When you copy the entries, keep every word exactly as it stands.

=== Section Start ===

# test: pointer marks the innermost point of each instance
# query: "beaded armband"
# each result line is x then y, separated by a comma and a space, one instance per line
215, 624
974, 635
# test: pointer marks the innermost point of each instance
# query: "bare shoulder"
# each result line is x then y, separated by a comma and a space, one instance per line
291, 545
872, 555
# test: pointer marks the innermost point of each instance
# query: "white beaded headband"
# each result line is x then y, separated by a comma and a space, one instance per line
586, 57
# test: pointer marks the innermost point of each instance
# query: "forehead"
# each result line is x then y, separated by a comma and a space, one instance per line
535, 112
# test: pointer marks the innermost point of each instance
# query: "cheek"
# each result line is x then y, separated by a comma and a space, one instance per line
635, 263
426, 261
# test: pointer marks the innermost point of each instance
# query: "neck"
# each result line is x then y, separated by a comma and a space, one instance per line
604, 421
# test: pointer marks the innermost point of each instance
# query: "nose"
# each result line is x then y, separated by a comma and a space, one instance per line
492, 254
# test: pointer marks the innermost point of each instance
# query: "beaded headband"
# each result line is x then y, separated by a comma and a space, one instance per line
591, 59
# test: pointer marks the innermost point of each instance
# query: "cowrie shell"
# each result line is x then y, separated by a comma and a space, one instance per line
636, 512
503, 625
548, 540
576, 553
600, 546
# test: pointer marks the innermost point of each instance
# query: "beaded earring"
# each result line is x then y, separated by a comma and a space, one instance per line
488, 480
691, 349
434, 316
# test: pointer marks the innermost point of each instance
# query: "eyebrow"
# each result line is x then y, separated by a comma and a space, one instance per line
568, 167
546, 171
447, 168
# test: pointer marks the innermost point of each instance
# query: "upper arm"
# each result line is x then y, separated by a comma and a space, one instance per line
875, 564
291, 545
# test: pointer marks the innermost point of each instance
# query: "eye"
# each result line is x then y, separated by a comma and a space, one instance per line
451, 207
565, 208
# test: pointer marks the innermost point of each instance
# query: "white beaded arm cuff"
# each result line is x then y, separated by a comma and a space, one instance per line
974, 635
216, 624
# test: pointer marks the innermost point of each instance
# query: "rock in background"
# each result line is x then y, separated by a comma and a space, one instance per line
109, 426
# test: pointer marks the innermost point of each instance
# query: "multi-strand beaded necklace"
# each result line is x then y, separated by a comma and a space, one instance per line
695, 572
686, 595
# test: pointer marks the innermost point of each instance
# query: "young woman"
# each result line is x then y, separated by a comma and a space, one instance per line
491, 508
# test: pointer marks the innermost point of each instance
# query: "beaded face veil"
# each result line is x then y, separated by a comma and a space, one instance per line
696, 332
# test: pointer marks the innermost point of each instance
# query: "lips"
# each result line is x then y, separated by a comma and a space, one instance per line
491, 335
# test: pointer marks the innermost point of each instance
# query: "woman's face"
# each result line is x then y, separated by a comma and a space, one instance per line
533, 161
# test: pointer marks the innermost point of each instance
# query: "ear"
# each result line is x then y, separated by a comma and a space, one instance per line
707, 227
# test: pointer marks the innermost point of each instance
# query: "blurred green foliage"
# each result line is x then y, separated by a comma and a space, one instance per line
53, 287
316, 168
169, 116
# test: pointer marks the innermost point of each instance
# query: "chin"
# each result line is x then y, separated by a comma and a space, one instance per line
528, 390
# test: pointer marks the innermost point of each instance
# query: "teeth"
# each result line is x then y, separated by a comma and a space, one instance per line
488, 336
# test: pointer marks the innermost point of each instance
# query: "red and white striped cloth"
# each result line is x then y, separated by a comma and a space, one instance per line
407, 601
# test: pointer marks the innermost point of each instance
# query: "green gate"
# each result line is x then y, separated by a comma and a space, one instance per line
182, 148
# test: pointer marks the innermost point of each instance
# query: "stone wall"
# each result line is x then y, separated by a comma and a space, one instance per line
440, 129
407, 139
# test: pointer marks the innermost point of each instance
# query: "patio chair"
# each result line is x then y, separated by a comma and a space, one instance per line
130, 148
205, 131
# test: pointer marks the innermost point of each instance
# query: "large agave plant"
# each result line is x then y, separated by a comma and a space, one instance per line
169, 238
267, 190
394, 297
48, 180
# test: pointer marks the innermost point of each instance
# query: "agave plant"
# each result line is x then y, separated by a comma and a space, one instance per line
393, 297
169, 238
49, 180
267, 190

=== Section End ===

◆ **Answer to this exercise**:
# test: pointer marks the innermost point of each instance
# query: "beaded armband"
# each result line is x then y, separated by a comma and a space, one instance per line
215, 624
974, 635
# test: pointer marks the innermost point of each instance
# query: "bare shoulder"
# each result line is x then y, separated by a comma and a space, one instance per line
291, 545
872, 555
# test: pointer marks the innermost point of each instance
# query: "white beaded headband"
# each result line is x then y, separated by a comma and a space, one instance per line
586, 57
# test: pointer marks the innermost point of each instance
# query: "forehead"
# each result line is x then y, separated by a comma and a space, one instance per line
535, 112
# test: pointer marks the innermost point of each instance
# query: "cheek"
# each result line is x then y, separated by a comma and a space, one instance per line
635, 263
426, 261
# test: pointer marks the innermost point of each instance
# query: "neck"
# each result line is x then y, separated by a comma and a space, one instance per line
604, 421
# test: pointer marks the innermost point of each instance
# query: "nose"
# each result line is x then y, separated by a comma and a space, one instance per line
492, 254
# test: pointer marks the innermost point of each instance
# query: "beaded headband"
# each result line is x then y, separated by a comma and a space, one instance per line
591, 59
# test: pointer marks the innermost point of each instance
# query: "cowrie shell"
# each result line is x then y, separated by a comma and a space, one instance per line
636, 512
503, 625
548, 540
576, 553
600, 546
# test: pointer marks the innermost point of each instance
# query: "beaded earring"
# each result line is x then y, separated by a comma and a space, one instance per line
488, 480
691, 349
434, 316
# test: pointer marks the innermost point of each instance
# query: "eyebrow"
# each result line is x then y, separated by a comma and a space, one instance per line
568, 167
546, 171
447, 168
# test: pointer marks the innermost point of each instance
# query: "upper arm"
# each result line is x then y, separated by a comma and a space, one instance per line
875, 564
291, 545
# test: pointer marks the innermost point of each instance
# query: "eye"
# each result line is x then y, separated by a comma and a space, one instance per line
451, 207
565, 208
# test: pointer marks the innermost point of each instance
# query: "white beaded arm cuff"
# each result line is x then y, separated by a comma and a space, one instance per line
974, 635
216, 624
# test: pointer marks the innermost point of each instance
# query: "rock in background"
# each result line is x then y, separated by a comma and a space, one instance per line
109, 426
# test: pointer marks the innermost point of each instance
# query: "multi-strand beaded necklace"
# each result line is x then y, separated by a comma and a space, one instance per line
695, 572
686, 595
# test: pointer marks the innermost point of each instance
# query: "young woman"
# each result line is x then y, separated by a comma and a space, one instance per line
491, 508
# test: pointer marks the innermost point of each instance
# query: "beaded face veil"
# each result line is x then y, separated by a comma and a space, one instance per line
696, 332
# test: pointer marks the innermost point of each instance
# query: "lips"
# each result line is x then y, separated by a comma and a space, one instance per line
491, 335
# test: pointer marks the innermost point of each instance
# query: "woman's face"
# each result line is x then y, separated by a comma and a space, one instance per line
533, 161
# test: pointer marks the innermost point of each instance
# query: "ear"
# each result line is x then y, separated by a comma and a space, one instance per line
707, 227
# test: pointer marks the innermost point of each instance
# query: "blurred green foliage"
# each result line is x then y, separated by a comma and a space, one instance per line
53, 287
316, 168
169, 116
# test: pointer marks the innermost point of each instance
# query: "chin"
# each result line is x then y, separated by a comma and a space, one instance per line
528, 390
# test: pointer marks the innermost point of each instance
# query: "teeth"
# each result line is x then y, separated by a comma and a space, one instance per line
488, 336
# test: pointer marks the innermost point of each instance
# query: "red and white striped cloth"
# each result line is x then y, separated by a comma and a space, one instance per line
407, 601
# test: pointer marks the innermost point of each instance
# query: "green gate"
# each result line is x then y, separated by a comma and a space, one instance per line
182, 148
# test: pointer marks the innermost point of each instance
# query: "stone wall"
# each result line is x then y, separated by a comma and a space, one instance per line
440, 129
407, 139
# test: pointer marks the innermost point of each instance
# query: "patio chair"
# each result line is x then y, separated by a comma and a space, one instance per line
130, 148
205, 131
# test: pointer marks the innermost point of each instance
# query: "large agave plant"
# each result line is x then y, separated by a comma and a space, one instance per line
169, 238
267, 190
394, 297
48, 180
# test: pointer marks the innermost point of each instance
# query: "agave plant"
# each result line is x then y, separated by a comma and a space, one instance per line
393, 297
169, 238
49, 180
267, 190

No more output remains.